● MATERIALS PROVIDED:

------------------------------------

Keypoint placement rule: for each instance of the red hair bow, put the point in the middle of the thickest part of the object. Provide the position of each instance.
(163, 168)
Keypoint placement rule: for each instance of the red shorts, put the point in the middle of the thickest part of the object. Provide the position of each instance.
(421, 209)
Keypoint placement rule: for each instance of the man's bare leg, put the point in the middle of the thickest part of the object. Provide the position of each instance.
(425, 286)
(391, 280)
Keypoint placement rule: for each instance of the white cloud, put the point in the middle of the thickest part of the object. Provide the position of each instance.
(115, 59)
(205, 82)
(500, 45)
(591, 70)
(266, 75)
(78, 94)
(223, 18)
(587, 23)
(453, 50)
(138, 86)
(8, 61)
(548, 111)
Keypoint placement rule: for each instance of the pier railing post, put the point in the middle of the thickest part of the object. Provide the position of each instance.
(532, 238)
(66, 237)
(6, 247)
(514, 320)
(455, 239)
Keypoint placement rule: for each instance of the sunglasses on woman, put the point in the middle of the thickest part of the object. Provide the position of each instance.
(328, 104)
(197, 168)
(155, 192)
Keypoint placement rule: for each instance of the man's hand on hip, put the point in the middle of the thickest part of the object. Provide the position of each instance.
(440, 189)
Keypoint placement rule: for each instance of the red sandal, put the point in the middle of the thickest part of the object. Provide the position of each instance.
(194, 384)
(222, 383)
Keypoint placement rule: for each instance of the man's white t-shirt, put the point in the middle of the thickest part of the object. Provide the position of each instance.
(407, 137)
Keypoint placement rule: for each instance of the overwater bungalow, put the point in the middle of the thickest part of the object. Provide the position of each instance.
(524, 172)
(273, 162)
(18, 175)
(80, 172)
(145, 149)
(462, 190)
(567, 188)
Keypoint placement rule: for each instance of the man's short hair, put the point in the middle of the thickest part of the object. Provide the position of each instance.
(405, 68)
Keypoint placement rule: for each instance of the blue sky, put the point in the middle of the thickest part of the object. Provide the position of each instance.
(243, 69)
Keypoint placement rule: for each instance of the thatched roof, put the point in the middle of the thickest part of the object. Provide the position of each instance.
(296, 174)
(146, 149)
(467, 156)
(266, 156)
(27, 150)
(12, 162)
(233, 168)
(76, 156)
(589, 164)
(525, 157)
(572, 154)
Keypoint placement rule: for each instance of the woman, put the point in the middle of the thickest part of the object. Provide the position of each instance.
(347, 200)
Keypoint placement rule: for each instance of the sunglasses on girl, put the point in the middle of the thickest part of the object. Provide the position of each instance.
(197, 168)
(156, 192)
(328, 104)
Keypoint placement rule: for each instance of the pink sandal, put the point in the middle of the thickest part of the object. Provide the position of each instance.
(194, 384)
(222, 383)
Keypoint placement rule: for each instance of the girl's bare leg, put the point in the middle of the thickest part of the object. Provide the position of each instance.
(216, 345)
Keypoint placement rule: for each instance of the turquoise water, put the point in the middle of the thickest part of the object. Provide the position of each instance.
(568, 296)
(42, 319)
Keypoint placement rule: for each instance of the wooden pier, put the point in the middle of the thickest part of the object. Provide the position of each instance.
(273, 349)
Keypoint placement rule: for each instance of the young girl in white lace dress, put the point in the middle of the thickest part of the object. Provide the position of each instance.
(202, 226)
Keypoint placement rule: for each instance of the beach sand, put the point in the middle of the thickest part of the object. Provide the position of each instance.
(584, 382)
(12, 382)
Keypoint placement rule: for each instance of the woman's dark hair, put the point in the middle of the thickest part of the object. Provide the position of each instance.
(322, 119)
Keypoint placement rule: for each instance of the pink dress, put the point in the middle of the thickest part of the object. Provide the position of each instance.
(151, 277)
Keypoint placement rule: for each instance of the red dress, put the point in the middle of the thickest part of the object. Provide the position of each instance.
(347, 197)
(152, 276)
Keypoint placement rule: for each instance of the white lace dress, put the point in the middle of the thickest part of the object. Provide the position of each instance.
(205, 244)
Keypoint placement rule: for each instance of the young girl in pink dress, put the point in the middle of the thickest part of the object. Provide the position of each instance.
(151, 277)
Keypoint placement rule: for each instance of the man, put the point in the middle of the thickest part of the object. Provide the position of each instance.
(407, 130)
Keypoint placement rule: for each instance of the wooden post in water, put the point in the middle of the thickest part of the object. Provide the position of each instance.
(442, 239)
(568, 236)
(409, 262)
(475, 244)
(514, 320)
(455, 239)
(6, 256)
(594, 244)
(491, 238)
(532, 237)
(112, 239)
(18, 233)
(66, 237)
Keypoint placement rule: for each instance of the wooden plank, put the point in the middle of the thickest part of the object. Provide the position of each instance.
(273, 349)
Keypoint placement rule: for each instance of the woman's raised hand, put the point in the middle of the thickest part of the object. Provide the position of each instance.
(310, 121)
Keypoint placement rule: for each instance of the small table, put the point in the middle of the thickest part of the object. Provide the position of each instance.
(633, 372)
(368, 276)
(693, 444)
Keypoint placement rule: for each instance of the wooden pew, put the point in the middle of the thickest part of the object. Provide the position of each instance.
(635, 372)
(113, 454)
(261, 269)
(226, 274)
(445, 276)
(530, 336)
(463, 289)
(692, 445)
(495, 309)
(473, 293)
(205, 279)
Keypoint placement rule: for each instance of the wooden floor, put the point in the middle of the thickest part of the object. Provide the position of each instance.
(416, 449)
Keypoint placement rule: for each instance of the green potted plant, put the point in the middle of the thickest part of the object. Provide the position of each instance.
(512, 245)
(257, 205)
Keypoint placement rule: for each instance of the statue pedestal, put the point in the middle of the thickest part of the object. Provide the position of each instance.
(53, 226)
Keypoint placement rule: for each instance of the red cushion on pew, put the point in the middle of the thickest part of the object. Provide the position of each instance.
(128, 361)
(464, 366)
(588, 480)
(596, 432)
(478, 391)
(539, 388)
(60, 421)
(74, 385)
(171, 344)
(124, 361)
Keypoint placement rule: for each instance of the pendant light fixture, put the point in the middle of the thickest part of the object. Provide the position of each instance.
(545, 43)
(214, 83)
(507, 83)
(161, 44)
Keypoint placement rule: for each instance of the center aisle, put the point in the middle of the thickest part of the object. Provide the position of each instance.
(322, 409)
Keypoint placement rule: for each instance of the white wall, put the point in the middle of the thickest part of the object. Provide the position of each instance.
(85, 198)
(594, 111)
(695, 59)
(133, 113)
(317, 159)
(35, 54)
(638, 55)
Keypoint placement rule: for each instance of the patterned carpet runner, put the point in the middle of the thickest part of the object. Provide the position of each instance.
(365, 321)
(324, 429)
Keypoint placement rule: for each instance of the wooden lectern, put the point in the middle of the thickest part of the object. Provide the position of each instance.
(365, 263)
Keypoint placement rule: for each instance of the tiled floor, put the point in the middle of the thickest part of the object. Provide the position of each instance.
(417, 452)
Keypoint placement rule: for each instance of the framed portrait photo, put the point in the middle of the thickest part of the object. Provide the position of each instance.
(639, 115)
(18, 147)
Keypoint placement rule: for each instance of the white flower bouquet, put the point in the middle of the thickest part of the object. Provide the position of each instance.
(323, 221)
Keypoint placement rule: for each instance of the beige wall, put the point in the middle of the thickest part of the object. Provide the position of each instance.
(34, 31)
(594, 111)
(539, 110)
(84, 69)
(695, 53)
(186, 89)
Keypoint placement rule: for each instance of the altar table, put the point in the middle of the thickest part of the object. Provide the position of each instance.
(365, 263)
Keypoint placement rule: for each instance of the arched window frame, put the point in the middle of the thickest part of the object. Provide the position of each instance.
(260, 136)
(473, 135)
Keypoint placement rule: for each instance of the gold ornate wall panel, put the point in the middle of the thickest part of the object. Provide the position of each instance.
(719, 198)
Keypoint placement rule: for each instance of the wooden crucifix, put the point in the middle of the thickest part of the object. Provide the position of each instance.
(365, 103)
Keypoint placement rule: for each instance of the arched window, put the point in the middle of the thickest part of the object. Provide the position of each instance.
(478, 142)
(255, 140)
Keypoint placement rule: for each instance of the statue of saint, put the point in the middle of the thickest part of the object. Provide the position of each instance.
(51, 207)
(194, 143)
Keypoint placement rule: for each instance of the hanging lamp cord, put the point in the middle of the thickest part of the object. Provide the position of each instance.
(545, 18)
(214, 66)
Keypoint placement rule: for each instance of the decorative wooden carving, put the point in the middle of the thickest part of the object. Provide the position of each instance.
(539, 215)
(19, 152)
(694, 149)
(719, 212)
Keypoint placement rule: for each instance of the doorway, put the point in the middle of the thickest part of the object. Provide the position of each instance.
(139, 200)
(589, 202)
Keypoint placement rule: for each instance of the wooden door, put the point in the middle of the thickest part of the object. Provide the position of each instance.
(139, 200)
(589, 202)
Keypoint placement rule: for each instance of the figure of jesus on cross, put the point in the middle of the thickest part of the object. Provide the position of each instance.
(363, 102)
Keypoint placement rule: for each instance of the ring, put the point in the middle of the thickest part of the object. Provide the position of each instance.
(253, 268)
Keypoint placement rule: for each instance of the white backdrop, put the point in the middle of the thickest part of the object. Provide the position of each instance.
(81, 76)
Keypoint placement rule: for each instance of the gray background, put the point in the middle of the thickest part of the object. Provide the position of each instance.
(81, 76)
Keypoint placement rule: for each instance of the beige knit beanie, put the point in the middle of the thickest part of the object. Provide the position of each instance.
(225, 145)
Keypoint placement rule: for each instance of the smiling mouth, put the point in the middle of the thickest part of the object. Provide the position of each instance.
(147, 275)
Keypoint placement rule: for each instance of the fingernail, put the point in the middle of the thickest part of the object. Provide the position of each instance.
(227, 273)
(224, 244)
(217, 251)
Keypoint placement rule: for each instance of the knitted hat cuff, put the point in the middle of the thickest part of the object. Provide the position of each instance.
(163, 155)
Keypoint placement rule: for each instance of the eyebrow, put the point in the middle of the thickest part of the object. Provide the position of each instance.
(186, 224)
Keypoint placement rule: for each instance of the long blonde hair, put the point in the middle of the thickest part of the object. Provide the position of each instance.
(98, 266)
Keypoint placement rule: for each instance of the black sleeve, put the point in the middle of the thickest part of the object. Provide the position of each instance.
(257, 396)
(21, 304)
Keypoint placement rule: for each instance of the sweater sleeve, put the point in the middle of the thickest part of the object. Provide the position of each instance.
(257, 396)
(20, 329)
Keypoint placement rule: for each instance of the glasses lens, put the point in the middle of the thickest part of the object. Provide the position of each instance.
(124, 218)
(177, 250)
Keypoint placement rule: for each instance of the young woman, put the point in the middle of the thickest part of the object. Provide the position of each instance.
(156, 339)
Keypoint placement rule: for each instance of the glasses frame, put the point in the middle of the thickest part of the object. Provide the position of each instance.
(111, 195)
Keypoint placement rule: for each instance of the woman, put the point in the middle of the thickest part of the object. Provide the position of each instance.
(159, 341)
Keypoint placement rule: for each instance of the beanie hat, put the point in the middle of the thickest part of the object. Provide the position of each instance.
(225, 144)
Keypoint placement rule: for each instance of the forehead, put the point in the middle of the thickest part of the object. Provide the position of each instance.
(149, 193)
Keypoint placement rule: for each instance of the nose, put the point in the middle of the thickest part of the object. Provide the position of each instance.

------------------------------------

● WRITTEN REQUEST:
Return the lines from the line containing "glasses lens, put" to the end of the entries above, exactly as they appear and with no other output.

● SOLUTION TO THE EXERCISE:
Keypoint placement rule: for each instance of the glasses lens, put the point in the middle of the thickest part of the object. Provide the position of each instance.
(124, 218)
(177, 250)
Keypoint placement rule: for each instance of the young woman, put the point in the middle of the thickest part of the object. Provide the position of each instance.
(156, 339)
Keypoint placement rule: for each instance of the glasses frame, put the point in the middle of the thickest part of the object. Provide the position of each instance.
(111, 195)
Keypoint placement rule: for each instance of the woman, put the point in the middle of the thickest part of the object. Provide the position of each instance.
(159, 341)
Keypoint placement rule: for each instance of the beanie hat, put the point in the middle of the thickest part of the object. Provide the position of each instance.
(225, 144)
Keypoint placement rule: for each instance of the forehead, put the point in the middle of the thickest part of the object. Provide the position of each instance.
(149, 193)
Keypoint placement rule: for each instance of the nose, put the point in the middle of the thickest part of the object. Provide the position of each instance.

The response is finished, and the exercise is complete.